→ Instructions to follow
Copy out every line of the material below, putting "even-odd fill rule" wherever "even-odd rule" appears and changing nothing else. Leave the pictures out of your answer.

→ Stored records
▬▬▬▬▬▬
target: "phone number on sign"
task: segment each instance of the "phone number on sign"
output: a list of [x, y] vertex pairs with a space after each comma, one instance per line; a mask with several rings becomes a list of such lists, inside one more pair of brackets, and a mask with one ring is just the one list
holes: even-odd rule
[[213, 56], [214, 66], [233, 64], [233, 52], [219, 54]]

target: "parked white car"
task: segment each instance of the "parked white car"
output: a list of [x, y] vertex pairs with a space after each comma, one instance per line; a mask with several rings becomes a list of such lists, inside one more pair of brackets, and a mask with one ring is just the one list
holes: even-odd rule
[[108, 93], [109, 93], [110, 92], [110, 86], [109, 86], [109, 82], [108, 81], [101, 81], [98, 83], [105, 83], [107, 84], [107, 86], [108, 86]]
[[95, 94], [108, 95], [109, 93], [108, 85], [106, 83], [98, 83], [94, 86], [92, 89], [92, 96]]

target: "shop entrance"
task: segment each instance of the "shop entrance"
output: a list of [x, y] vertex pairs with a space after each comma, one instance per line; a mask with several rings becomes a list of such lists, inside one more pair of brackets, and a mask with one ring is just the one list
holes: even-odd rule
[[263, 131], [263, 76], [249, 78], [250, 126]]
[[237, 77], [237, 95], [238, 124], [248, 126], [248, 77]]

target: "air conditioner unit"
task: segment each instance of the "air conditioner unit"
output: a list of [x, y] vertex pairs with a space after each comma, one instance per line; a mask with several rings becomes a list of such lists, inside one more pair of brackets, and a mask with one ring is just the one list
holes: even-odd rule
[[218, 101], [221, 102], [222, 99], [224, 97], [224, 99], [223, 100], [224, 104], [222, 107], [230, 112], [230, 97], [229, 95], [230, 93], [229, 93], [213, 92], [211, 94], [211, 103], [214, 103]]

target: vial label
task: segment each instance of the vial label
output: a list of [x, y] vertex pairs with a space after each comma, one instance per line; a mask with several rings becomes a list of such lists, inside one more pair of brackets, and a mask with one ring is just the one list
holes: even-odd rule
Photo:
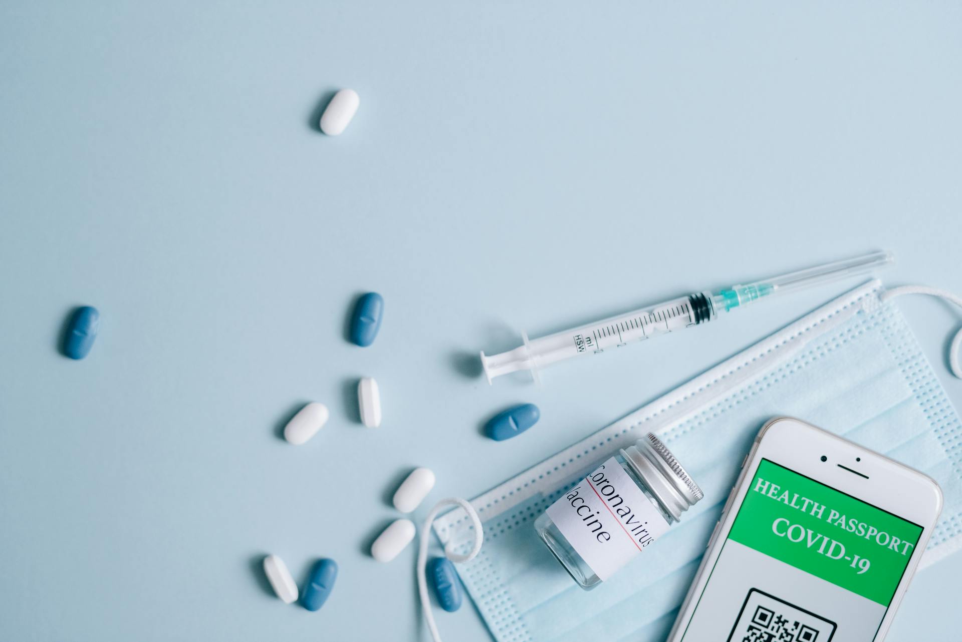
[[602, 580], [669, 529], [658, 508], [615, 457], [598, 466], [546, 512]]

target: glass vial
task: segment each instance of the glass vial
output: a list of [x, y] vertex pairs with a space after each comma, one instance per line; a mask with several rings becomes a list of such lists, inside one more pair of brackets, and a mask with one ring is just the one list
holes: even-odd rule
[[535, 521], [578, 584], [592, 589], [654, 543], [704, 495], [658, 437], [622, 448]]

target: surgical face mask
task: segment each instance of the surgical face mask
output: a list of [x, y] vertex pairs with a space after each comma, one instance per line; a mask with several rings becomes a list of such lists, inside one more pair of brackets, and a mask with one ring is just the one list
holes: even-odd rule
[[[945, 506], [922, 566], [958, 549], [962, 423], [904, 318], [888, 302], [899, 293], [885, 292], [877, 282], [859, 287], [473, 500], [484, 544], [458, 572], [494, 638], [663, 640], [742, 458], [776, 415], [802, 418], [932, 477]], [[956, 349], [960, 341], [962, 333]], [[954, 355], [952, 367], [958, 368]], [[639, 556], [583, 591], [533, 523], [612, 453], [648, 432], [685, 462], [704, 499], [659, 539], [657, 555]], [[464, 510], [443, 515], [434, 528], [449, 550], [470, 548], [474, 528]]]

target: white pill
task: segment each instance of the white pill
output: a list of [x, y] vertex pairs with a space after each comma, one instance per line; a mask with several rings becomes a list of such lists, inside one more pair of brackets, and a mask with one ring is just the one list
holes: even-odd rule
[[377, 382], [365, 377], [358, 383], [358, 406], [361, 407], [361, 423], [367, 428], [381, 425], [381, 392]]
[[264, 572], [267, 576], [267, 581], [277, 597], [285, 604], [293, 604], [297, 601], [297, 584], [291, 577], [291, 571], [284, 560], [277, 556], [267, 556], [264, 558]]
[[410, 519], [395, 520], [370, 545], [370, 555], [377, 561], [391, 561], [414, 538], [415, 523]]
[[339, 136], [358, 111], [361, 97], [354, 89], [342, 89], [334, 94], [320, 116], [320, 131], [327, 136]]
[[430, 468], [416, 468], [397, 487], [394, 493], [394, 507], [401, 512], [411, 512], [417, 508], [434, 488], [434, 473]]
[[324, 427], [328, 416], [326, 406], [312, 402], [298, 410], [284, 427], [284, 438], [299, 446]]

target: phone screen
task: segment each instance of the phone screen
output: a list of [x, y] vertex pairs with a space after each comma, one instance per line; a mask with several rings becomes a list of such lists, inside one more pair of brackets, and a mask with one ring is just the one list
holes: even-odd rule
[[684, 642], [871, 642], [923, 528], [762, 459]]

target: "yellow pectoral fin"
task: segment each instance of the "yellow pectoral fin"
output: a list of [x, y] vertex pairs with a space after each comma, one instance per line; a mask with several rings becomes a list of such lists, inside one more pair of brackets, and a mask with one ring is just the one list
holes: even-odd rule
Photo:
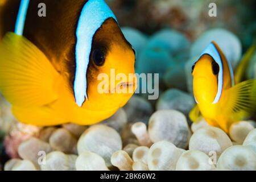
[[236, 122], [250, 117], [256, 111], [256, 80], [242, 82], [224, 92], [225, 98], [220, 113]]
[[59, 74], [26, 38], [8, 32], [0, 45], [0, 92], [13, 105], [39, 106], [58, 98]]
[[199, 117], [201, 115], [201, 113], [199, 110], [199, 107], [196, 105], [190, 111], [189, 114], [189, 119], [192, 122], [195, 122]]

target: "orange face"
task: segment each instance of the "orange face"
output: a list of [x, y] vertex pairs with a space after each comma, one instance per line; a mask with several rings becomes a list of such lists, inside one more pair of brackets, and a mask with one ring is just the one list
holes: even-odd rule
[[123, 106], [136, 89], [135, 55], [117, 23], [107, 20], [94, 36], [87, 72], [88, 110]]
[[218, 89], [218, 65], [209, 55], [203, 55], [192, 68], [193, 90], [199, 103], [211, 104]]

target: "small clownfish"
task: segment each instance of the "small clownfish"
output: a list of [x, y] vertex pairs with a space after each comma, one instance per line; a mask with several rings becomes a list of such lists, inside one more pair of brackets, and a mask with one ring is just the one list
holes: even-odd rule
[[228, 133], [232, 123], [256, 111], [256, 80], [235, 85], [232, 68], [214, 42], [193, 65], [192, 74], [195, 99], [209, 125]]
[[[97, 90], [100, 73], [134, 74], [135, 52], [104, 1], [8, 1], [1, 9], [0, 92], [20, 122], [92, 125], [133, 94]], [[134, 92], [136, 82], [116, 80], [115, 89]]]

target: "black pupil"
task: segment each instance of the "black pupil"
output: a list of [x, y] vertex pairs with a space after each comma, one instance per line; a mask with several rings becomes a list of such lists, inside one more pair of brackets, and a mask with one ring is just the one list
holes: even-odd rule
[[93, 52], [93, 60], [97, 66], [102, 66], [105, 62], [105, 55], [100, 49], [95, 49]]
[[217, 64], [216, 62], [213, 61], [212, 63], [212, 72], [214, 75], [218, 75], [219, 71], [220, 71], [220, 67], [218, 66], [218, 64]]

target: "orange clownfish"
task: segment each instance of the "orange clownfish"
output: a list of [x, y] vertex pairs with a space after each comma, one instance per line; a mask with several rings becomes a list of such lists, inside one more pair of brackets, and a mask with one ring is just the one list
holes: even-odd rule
▬▬▬▬▬▬
→ Worked solution
target: "phone number on sign"
task: segment each instance of the "phone number on sign"
output: a list of [x, y] vertex pairs with a space after each comma, one instance per line; a mask with several rings becomes a list of such lists, inside one more pair of brackets, and a mask with one ring is just the one list
holes: even-odd fill rule
[[213, 56], [214, 66], [233, 64], [233, 52], [219, 54]]

target: "parked white car"
task: segment each instance of the "parked white car"
output: a list of [x, y] vertex pairs with a space after each comma, one instance per line; a mask with several rings becomes a list of such lists, inside one more pair of brackets, and a mask with one ring is just the one list
holes: even-odd fill rule
[[108, 93], [109, 93], [110, 92], [110, 86], [109, 86], [109, 82], [108, 81], [101, 81], [98, 83], [105, 83], [107, 84], [107, 86], [108, 86]]
[[95, 94], [108, 95], [109, 93], [108, 85], [106, 83], [98, 83], [94, 86], [92, 89], [92, 96]]

target: "shop entrance"
task: segment each instance of the "shop entrance"
output: a list of [x, y] vertex pairs with a space after each comma, one instance per line; a mask with several rings becomes a list of such lists, inside one more pair of brackets, and a mask with one ring is just the one list
holes: even-odd fill rule
[[263, 131], [263, 76], [249, 78], [250, 126]]
[[237, 77], [237, 95], [238, 124], [248, 126], [248, 77]]

target: "air conditioner unit"
task: segment each instance of the "air conditioner unit"
output: a list of [x, y] vertex pairs with a space after each comma, one instance per line; a mask with several rings becomes a list of such lists, inside one more pair of brackets, and a mask with one ring is just the one list
holes: even-odd fill rule
[[218, 101], [221, 102], [222, 99], [224, 97], [224, 99], [223, 100], [224, 104], [222, 107], [230, 112], [230, 97], [229, 95], [230, 93], [229, 93], [213, 92], [211, 94], [211, 103], [214, 103]]

target: vial label
task: segment each instance of the vial label
output: a list of [x, y] vertex pairs with a space after each comma, one instance per line; a mask with several rings becomes a list of such lists, inside one more pair of brackets, and a mask with one ring is just the one list
holes: even-odd fill rule
Photo:
[[602, 580], [669, 529], [658, 508], [615, 457], [598, 466], [546, 512]]

target: glass vial
task: segment each instance of the glass vial
output: a list of [x, y] vertex pairs with a space after each comma, one instance per line; a mask with several rings becomes a list of such lists, inside one more pair of brackets, and a mask with one ring is just the one list
holes: even-odd fill rule
[[535, 521], [578, 584], [592, 589], [654, 543], [704, 495], [658, 437], [622, 448]]

target: surgical face mask
task: segment each instance of the surgical face mask
output: a list of [x, y] vertex pairs with a space after each comma, one instance per line; a mask with several rings becomes a list of such lists, inside one more pair of brackets, and a mask with one ring is just the one list
holes: even-odd fill rule
[[[945, 506], [922, 566], [958, 549], [962, 423], [904, 318], [888, 302], [899, 293], [885, 292], [877, 282], [859, 287], [473, 500], [484, 544], [458, 572], [494, 638], [663, 640], [742, 458], [776, 415], [802, 418], [932, 477]], [[956, 349], [960, 341], [962, 333]], [[954, 355], [952, 367], [958, 368]], [[639, 556], [583, 591], [533, 523], [612, 453], [648, 432], [685, 462], [704, 499], [659, 539], [657, 555]], [[464, 510], [443, 515], [434, 528], [449, 550], [470, 548], [474, 528]]]

target: white pill
task: segment each instance of the white pill
output: a list of [x, y] vertex pairs with a space after each comma, one instance per line; a mask with several rings becomes a list of such lists, inside one more pair of brackets, and a mask with one ring is just the one list
holes: even-odd fill rule
[[377, 382], [365, 377], [358, 383], [358, 406], [361, 407], [361, 423], [367, 428], [381, 425], [381, 392]]
[[264, 572], [267, 576], [267, 581], [277, 597], [285, 604], [293, 604], [297, 601], [297, 584], [291, 577], [291, 571], [284, 560], [277, 556], [267, 556], [264, 558]]
[[410, 519], [395, 520], [370, 545], [370, 555], [377, 561], [391, 561], [414, 538], [415, 523]]
[[339, 136], [358, 111], [361, 97], [354, 89], [342, 89], [334, 94], [320, 116], [320, 131], [327, 136]]
[[430, 468], [416, 468], [397, 487], [394, 493], [394, 507], [401, 512], [411, 512], [417, 508], [434, 488], [434, 473]]
[[324, 427], [328, 416], [326, 406], [312, 402], [298, 410], [284, 427], [284, 438], [299, 446]]

target: phone screen
task: segment each instance of the phone screen
output: a list of [x, y] vertex pairs with a space after each comma, one instance per line; a mask with several rings becomes a list of such lists, inside one more pair of brackets, and a mask with one ring is just the one list
holes: even-odd fill rule
[[684, 642], [871, 642], [923, 528], [762, 459]]

target: "yellow pectoral fin"
task: segment each instance of the "yellow pectoral fin"
output: a list of [x, y] vertex pairs with a space after each comma, one instance per line; a mask with several rings becomes a list of such lists, inside one more pair of brackets, and a mask with one ring is just the one list
holes: even-odd fill rule
Photo:
[[236, 122], [250, 117], [256, 111], [256, 80], [242, 82], [224, 92], [225, 98], [220, 113]]
[[59, 74], [26, 38], [8, 32], [0, 45], [0, 92], [13, 105], [39, 106], [58, 98]]
[[199, 117], [201, 115], [201, 113], [199, 110], [199, 107], [196, 105], [190, 111], [189, 114], [189, 119], [192, 122], [195, 122]]

target: "orange face"
task: segment each instance of the "orange face"
output: a list of [x, y] vertex pairs with a space after each comma, one instance per line; a mask with several rings becomes a list of such lists, inside one more pair of brackets, and a mask with one ring is just the one list
holes: even-odd fill rule
[[123, 106], [136, 89], [135, 55], [117, 23], [107, 20], [94, 36], [87, 72], [88, 110]]
[[218, 89], [218, 65], [209, 55], [203, 55], [192, 68], [193, 90], [199, 103], [211, 104]]

target: "small clownfish"
task: segment each instance of the "small clownfish"
output: a list of [x, y] vertex pairs with a space after each comma, one instance per line; a mask with several rings becomes a list of such lists, inside one more pair of brackets, and a mask with one ring is just the one list
holes: even-odd fill rule
[[228, 133], [232, 123], [256, 111], [256, 80], [235, 85], [232, 68], [214, 42], [193, 65], [192, 74], [195, 99], [209, 125]]
[[[97, 90], [100, 73], [134, 74], [135, 52], [104, 1], [8, 1], [1, 9], [0, 92], [20, 122], [92, 125], [133, 94]], [[134, 92], [136, 82], [116, 80], [115, 89]]]

target: "black pupil"
task: segment each instance of the "black pupil"
output: a list of [x, y] vertex pairs with a space after each comma, one instance per line; a mask with several rings becomes a list of such lists, inside one more pair of brackets, and a mask with one ring is just the one list
holes: even-odd fill rule
[[93, 52], [93, 60], [97, 66], [102, 66], [105, 62], [105, 55], [100, 49], [95, 49]]
[[217, 64], [216, 62], [213, 61], [212, 63], [212, 72], [214, 75], [218, 75], [219, 71], [220, 71], [220, 67], [218, 66], [218, 64]]

target: "orange clownfish"
task: segment each instance of the "orange clownfish"
output: a list of [x, y] vertex pairs with a space after each comma, one instance per line; a mask with several rings becomes a list of such lists, inside one more pair of brackets, and a mask with one ring is just the one list
holes: even-odd fill rule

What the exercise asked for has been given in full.